» **WHAT IS REQUIRED**
The result should be an exact copy of every record, with no pictures kept.
*** GIVEN ENTRIES ***
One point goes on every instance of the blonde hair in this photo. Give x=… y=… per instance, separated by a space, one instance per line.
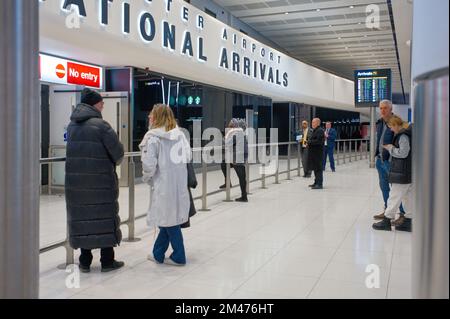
x=397 y=121
x=162 y=116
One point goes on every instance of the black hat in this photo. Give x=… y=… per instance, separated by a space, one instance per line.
x=90 y=97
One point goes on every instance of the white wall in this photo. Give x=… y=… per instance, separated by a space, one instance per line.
x=108 y=46
x=430 y=36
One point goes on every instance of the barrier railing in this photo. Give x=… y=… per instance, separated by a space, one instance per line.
x=351 y=145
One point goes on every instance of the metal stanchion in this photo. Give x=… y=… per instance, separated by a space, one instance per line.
x=367 y=149
x=204 y=187
x=70 y=260
x=360 y=151
x=337 y=153
x=277 y=171
x=263 y=177
x=349 y=151
x=344 y=151
x=247 y=177
x=228 y=184
x=289 y=163
x=131 y=191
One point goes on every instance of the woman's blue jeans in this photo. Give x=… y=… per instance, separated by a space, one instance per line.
x=174 y=237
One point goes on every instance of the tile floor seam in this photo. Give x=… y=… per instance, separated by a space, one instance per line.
x=269 y=260
x=335 y=253
x=392 y=261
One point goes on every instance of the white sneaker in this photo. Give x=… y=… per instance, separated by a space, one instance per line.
x=169 y=261
x=152 y=258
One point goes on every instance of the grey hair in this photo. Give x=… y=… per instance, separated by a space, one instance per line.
x=388 y=102
x=234 y=123
x=242 y=124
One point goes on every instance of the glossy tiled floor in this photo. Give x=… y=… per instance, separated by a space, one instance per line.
x=287 y=242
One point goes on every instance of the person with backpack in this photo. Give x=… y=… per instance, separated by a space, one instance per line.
x=400 y=176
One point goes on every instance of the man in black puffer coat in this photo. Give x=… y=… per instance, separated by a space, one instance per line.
x=92 y=188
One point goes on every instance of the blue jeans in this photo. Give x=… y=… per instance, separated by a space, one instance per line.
x=173 y=236
x=383 y=174
x=329 y=152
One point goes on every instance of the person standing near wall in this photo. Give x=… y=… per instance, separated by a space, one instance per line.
x=400 y=176
x=385 y=136
x=303 y=144
x=165 y=155
x=92 y=187
x=330 y=143
x=315 y=153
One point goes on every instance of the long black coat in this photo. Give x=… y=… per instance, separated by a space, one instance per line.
x=316 y=142
x=92 y=188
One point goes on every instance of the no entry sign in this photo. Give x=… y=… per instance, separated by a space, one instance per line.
x=61 y=71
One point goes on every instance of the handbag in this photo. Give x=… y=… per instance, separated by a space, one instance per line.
x=192 y=183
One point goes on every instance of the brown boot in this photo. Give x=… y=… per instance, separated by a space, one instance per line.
x=379 y=216
x=399 y=221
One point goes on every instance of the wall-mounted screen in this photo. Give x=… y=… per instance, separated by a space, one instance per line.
x=372 y=86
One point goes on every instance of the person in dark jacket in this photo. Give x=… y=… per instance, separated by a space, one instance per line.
x=303 y=137
x=236 y=152
x=330 y=144
x=316 y=143
x=400 y=176
x=385 y=136
x=91 y=186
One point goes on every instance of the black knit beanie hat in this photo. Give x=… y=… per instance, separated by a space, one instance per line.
x=90 y=97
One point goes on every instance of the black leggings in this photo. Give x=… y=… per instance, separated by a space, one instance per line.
x=240 y=171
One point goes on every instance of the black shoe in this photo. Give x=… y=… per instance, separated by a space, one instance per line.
x=84 y=269
x=406 y=225
x=115 y=265
x=385 y=224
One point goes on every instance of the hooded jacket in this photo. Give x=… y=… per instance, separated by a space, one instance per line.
x=164 y=163
x=91 y=183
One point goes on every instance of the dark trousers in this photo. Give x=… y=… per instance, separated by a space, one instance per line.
x=174 y=237
x=240 y=171
x=329 y=153
x=383 y=174
x=106 y=259
x=304 y=156
x=318 y=174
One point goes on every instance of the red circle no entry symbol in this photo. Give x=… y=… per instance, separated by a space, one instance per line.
x=60 y=71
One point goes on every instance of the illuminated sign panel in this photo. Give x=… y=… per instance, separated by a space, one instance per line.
x=372 y=86
x=61 y=71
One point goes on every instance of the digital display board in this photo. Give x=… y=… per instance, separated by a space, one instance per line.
x=372 y=86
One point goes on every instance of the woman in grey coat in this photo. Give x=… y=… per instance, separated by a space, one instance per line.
x=165 y=154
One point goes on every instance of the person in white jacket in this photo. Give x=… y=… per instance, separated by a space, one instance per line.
x=165 y=154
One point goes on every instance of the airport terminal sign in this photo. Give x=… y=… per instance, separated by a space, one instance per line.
x=236 y=53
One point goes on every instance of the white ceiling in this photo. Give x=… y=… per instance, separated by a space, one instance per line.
x=331 y=34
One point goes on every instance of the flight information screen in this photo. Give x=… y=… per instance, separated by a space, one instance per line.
x=372 y=86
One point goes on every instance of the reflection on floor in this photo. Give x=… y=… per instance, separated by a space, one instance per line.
x=287 y=242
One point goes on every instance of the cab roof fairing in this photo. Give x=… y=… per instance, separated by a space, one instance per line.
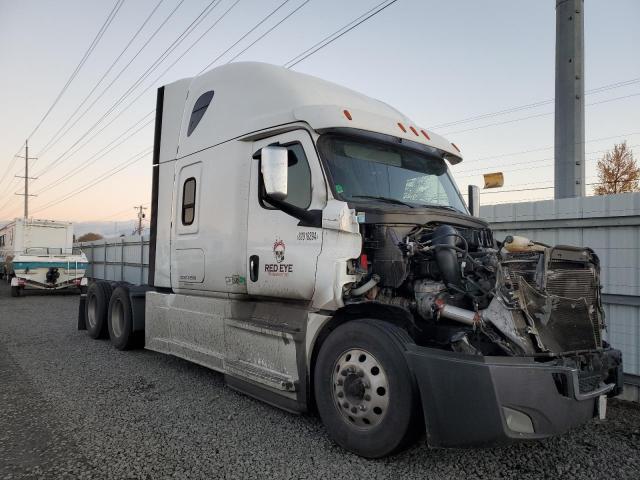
*** End of GIVEN ENTRIES ***
» **RESULT FOR THIS EXERCISE**
One point goes on every instance of the blonde hair in this photo. Give x=… y=… per instance, separated by a space, one instance per line.
x=397 y=121
x=162 y=116
One point goes on every instance of the black hat in this photo. Give x=… y=… per instance, separated by a space, one instance per line.
x=90 y=97
One point goes on every instance of the white wall in this photo. Give x=… y=… per instance, separated by a space, one instance per line.
x=108 y=46
x=430 y=36
One point goes on every instance of the barrier railing in this photo. Give x=… y=… per instance, separated by a space, one instance per line.
x=351 y=145
One point goes on every instance of the metal stanchion in this photo. Give x=… y=… per instance, separated by a space, one instance per line.
x=367 y=149
x=204 y=187
x=70 y=260
x=360 y=151
x=337 y=153
x=277 y=171
x=263 y=177
x=349 y=151
x=344 y=151
x=247 y=177
x=228 y=184
x=289 y=163
x=131 y=191
One point goes on every instance of the woman's blue jeans in this photo. Give x=… y=… per instance, separated by a space, one instance per line.
x=174 y=237
One point goes on every instance of the tile floor seam in this photo. Give x=… y=… per instance, separated by a space, one instance per line.
x=269 y=260
x=335 y=253
x=392 y=261
One point goes on every instance of the white sneaker in this photo. Give x=… y=… per instance, separated by a space, one instance per line.
x=169 y=261
x=152 y=258
One point goes on every instance of the grey hair in this photo. Give x=… y=… per instance, separated by a space, one instance per line.
x=388 y=102
x=234 y=123
x=242 y=124
One point goes on every instance of the glossy tiled floor in this photo. Give x=… y=… per instance, separated by a space, one instance per line.
x=287 y=242
One point goes on every instance of the person with backpack in this photo. Give x=… y=… per instance, separated by a space, one instance per line.
x=400 y=176
One point goes on every instance of the man in black puffer coat in this photo. Give x=… y=… per instance, separated by a space, one instance per line.
x=92 y=188
One point goes on every instance of the blue jeans in this photo. Give x=… y=… per instance, separated by a space, one instance per line.
x=173 y=236
x=383 y=174
x=329 y=152
One point goes on every instance of the person standing near wall in this photo. Give x=… y=… per instance, separated by a space, one instance per line.
x=400 y=176
x=385 y=136
x=303 y=144
x=165 y=155
x=92 y=187
x=330 y=143
x=315 y=153
One point goes on every instance of the long black coat in this photo. Give x=… y=… per instance, separated by a space, one instance per line.
x=316 y=142
x=92 y=188
One point goes on every instance of the no entry sign in this photo. Give x=… y=… per instance, separated by a space, one instance per line.
x=61 y=71
One point goes on every instance of the handbag in this photo. Give x=… y=… per instance, separated by a space, one instance per line.
x=192 y=183
One point goes on every instance of the brown boot in this photo. Give x=… y=… per instance, separated by a space, one instance per line.
x=379 y=216
x=399 y=221
One point goes on every instance of the wall-mounted screen in this photo. Give x=… y=… per instance, separated by a space, one instance per line.
x=372 y=86
One point goes on every instance of the person in dark jacket in this photo. Give x=… y=… per instance, separated by a space, one instance per line.
x=303 y=137
x=236 y=152
x=330 y=144
x=316 y=143
x=400 y=176
x=385 y=136
x=91 y=186
One point goes on every instance of the black knit beanie hat in this photo. Give x=… y=… per instance, separated by a space, one instance per line.
x=90 y=97
One point goes on every instance of the black leggings in this photo. Give x=… y=… per instance, separated by a space, one instance per line.
x=240 y=171
One point goes on every instance of the black shoe in this photo. Give x=… y=… per instance, separated by a space, one instance per line.
x=84 y=269
x=406 y=225
x=115 y=265
x=385 y=224
One point goes on every instance of the hooded jacket in this photo. Give x=… y=… per instance, separated by a space, one instance per line.
x=164 y=163
x=91 y=183
One point goes on every instance of the dark trousers in this photo. Give x=… y=… per instance, separated by a space, one instance per line.
x=174 y=237
x=240 y=171
x=329 y=153
x=383 y=174
x=106 y=259
x=304 y=156
x=318 y=174
One point goes on every instance of the red circle no entry symbol in this photo. Give x=… y=… per instance, separated by a space, one instance per line.
x=60 y=71
One point goes on every instance of the illuminated sign panel in this photo. Give x=… y=… per instance, separated by a space, one instance per line.
x=372 y=86
x=61 y=71
One point goes on every instance of the digital display board in this photo. Give x=… y=… per instance, separated by a space, one instance per line.
x=372 y=86
One point goes on every instance of the woman in grey coat in this photo. Give x=… y=… per instance, separated by a space, one instance per line.
x=165 y=154
One point goes on every instance of the person in white jacket in this photo. Give x=… y=… per instance, separated by a space, one instance per line.
x=165 y=154
One point goes on every instance of the airport terminal sign in this photo. Give x=… y=… per instance, separated by a space, one instance per line.
x=236 y=53
One point goes on every instance of the white ceiling in this photo. Give x=… y=… per instance, separated by a space, one instance per line.
x=331 y=34
One point goes on every instance of the flight information screen in this photo. Give x=… y=… per instance, separated by a space, one instance per line.
x=372 y=86
One point goes on every instance of the reflection on floor in this photo. Give x=… y=… per instance, separated by a space, one instance per line.
x=287 y=242
One point goes on every instance of the cab roof fairing in this photo. Give x=… y=… per instance, separated by a space, one instance per line.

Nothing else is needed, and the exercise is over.